▶ Records shown
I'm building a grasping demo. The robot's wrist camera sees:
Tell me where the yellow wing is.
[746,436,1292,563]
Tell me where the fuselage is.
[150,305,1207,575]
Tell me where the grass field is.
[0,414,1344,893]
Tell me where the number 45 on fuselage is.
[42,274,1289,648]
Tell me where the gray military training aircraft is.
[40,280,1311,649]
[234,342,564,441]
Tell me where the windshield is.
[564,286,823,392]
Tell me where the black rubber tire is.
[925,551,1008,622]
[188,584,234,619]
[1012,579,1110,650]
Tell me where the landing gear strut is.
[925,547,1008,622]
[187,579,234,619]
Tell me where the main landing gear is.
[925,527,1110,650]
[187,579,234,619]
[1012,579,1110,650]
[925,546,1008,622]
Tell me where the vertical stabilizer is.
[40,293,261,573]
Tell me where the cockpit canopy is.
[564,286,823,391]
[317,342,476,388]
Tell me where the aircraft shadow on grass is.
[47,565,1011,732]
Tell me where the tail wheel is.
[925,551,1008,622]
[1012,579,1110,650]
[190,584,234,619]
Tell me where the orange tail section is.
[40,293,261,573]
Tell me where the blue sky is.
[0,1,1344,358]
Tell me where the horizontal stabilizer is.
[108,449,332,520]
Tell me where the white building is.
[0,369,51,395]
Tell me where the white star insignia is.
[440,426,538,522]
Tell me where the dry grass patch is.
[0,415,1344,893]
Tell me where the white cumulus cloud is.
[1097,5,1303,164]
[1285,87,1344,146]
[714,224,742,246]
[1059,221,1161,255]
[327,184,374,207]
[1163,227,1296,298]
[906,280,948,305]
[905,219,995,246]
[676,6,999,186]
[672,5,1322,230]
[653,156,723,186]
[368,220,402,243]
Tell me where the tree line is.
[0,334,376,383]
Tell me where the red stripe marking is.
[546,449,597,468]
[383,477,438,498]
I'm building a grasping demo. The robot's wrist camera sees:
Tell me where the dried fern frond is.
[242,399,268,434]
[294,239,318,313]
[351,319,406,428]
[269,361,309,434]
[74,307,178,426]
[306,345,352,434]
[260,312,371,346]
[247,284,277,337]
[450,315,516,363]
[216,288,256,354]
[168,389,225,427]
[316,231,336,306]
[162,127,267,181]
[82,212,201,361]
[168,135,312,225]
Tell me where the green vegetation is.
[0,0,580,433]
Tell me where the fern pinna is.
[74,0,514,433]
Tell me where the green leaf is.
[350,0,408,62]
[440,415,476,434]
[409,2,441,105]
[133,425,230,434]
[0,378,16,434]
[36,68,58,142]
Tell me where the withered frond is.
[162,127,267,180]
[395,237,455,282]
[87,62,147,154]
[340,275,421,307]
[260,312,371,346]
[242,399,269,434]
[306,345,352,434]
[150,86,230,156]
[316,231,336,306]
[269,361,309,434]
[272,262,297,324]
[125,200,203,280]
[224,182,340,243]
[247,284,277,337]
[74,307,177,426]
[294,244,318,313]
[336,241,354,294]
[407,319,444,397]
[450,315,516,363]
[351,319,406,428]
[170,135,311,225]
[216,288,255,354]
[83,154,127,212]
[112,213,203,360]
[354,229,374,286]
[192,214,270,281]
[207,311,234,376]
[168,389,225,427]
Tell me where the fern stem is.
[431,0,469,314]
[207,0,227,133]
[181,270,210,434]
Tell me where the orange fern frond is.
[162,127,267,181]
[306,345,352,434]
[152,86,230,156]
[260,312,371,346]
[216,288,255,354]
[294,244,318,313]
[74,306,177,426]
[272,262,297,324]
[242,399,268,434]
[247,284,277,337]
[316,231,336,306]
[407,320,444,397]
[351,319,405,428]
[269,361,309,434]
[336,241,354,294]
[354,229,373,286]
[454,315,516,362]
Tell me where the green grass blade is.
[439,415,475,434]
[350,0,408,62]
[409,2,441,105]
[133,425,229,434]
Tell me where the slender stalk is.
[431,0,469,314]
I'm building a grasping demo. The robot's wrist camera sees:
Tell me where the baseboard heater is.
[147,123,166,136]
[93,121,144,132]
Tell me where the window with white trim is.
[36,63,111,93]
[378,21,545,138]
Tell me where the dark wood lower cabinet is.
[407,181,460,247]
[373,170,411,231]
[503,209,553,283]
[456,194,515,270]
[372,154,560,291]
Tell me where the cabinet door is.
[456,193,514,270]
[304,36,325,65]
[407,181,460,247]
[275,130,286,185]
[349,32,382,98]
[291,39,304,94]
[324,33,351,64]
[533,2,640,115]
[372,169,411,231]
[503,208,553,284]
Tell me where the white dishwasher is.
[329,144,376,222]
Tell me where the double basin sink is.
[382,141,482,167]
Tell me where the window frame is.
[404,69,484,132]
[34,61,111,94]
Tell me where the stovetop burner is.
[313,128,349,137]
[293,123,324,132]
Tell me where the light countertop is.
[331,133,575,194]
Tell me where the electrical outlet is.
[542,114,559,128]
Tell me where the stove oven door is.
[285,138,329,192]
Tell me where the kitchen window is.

▶ What is being asked
Format all of the entries above as a numbered list, omitting any blank lines.

▶ Output of the task
1. I'm building a grasping demo. The robot's wrist camera sees:
2. Tell me where the yellow wing is.
3. [746,436,1292,563]
4. Tell me where the fuselage is.
5. [150,305,1207,575]
6. Tell me where the grass field is.
7. [0,414,1344,893]
8. Tell me where the number 45 on fuselage is.
9. [42,274,1289,648]
10. Tell me where the gray military training aircraft is.
11. [40,280,1311,649]
12. [234,342,564,441]
13. Tell me where the windshield is.
14. [564,286,823,392]
15. Tell me where the black rubber tire is.
16. [925,551,1008,622]
17. [188,584,234,619]
18. [1012,579,1110,650]
19. Tell me where the landing gear strut is.
20. [925,547,1008,622]
21. [187,579,234,619]
22. Tell me where the main landing gear is.
23. [925,527,1110,650]
24. [187,579,234,619]
25. [1012,579,1110,650]
26. [925,546,1008,622]
27. Tell me where the vertical stabilizer is.
28. [40,293,261,573]
29. Tell me where the cockpit canopy is.
30. [564,286,823,391]
31. [317,342,476,388]
32. Tell me where the aircraft shadow on grass is.
33. [47,565,1011,732]
34. Tell me where the tail wheel is.
35. [925,551,1008,622]
36. [1012,579,1110,650]
37. [190,584,234,619]
38. Tell me where the orange tail section is.
39. [40,293,261,573]
40. Tell me where the blue sky is.
41. [0,1,1344,358]
42. Tell me where the horizontal stabilizer is.
43. [108,449,332,520]
44. Tell me where the white building is.
45. [0,369,51,395]
46. Tell me where the white star insignia is.
47. [440,426,538,522]
48. Tell me where the dry grass patch is.
49. [0,415,1344,893]
50. Tell me where the white cumulus cloud is.
51. [1097,5,1303,164]
52. [1285,87,1344,146]
53. [714,224,742,246]
54. [1059,221,1161,255]
55. [327,184,374,207]
56. [1163,227,1296,298]
57. [906,280,948,305]
58. [905,219,995,246]
59. [676,6,999,186]
60. [672,5,1322,230]
61. [653,156,723,186]
62. [368,220,402,243]
63. Tell me where the tree line is.
64. [0,334,376,383]
65. Tell me where the red stripe marking is.
66. [546,449,597,468]
67. [383,477,438,498]
68. I'm building a grasping demo. The robot's wrist camera sees:
69. Tell me where the dried fern frond is.
70. [242,399,268,434]
71. [294,239,318,313]
72. [351,319,406,428]
73. [269,361,309,434]
74. [74,307,178,426]
75. [306,345,352,434]
76. [260,312,371,346]
77. [247,284,277,337]
78. [450,315,516,363]
79. [216,288,256,354]
80. [168,389,225,427]
81. [316,231,336,306]
82. [162,127,267,181]
83. [82,212,201,361]
84. [168,135,312,225]
85. Tell me where the green vegetation is.
86. [0,0,580,433]
87. Tell me where the fern pinna is.
88. [74,0,514,433]
89. Tell me where the green leaf is.
90. [350,0,408,62]
91. [440,415,476,434]
92. [409,2,441,105]
93. [133,425,230,434]
94. [0,378,16,434]
95. [36,68,58,142]
96. Tell me where the withered frond is.
97. [162,127,267,180]
98. [395,237,455,282]
99. [87,62,147,154]
100. [340,275,421,307]
101. [260,312,371,346]
102. [242,399,269,434]
103. [306,345,352,434]
104. [150,86,230,156]
105. [316,231,336,306]
106. [269,361,309,434]
107. [272,262,297,324]
108. [125,200,203,280]
109. [224,182,340,243]
110. [247,284,277,337]
111. [74,307,177,426]
112. [294,244,318,313]
113. [336,241,354,294]
114. [407,319,444,397]
115. [450,315,516,363]
116. [351,319,406,428]
117. [170,135,311,225]
118. [216,288,255,354]
119. [83,154,127,212]
120. [112,213,203,360]
121. [354,229,374,286]
122. [192,214,270,281]
123. [207,311,234,376]
124. [168,389,225,427]
125. Tell me where the fern stem is.
126. [431,0,469,314]
127. [207,0,227,133]
128. [181,270,210,434]
129. Tell me where the orange fern frond is.
130. [162,127,267,181]
131. [306,345,352,434]
132. [152,86,230,156]
133. [260,312,371,346]
134. [216,288,255,354]
135. [294,244,318,313]
136. [74,306,177,426]
137. [272,262,297,324]
138. [242,399,268,434]
139. [247,284,277,337]
140. [316,231,336,306]
141. [407,320,444,397]
142. [351,319,405,428]
143. [269,361,309,434]
144. [336,241,354,294]
145. [354,229,373,286]
146. [454,315,516,362]
147. Tell me where the green grass blade is.
148. [439,415,475,434]
149. [350,0,408,62]
150. [409,2,441,105]
151. [133,425,229,434]
152. Tell me where the slender stalk is.
153. [431,0,469,314]
154. I'm building a grasping demo. The robot's wrist camera sees:
155. Tell me where the baseboard heater is.
156. [147,123,166,136]
157. [93,121,144,132]
158. Tell me where the window with white trim is.
159. [36,63,111,93]
160. [378,21,545,138]
161. Tell me where the dark wood lower cabinet is.
162. [407,181,460,247]
163. [373,170,411,231]
164. [503,209,553,283]
165. [456,194,515,270]
166. [372,154,560,291]
167. Tell me where the cabinet door is.
168. [456,193,514,270]
169. [304,36,325,65]
170. [407,181,460,247]
171. [275,130,286,185]
172. [349,32,382,98]
173. [291,39,304,94]
174. [324,33,351,64]
175. [533,2,640,115]
176. [372,169,411,231]
177. [503,208,553,284]
178. Tell me where the white dishwasher is.
179. [329,144,376,222]
180. Tell me where the double basin sink is.
181. [382,141,482,167]
182. Tell me where the window frame is.
183. [404,69,484,132]
184. [34,61,111,94]
185. Tell me where the stovetop burner is.
186. [313,128,349,137]
187. [293,123,324,132]
188. Tell me where the light countertop is.
189. [331,133,575,194]
190. Tell me where the electrical outlet is.
191. [542,114,559,128]
192. Tell me where the stove oven door is.
193. [285,138,329,192]
194. Tell me where the kitchen window is.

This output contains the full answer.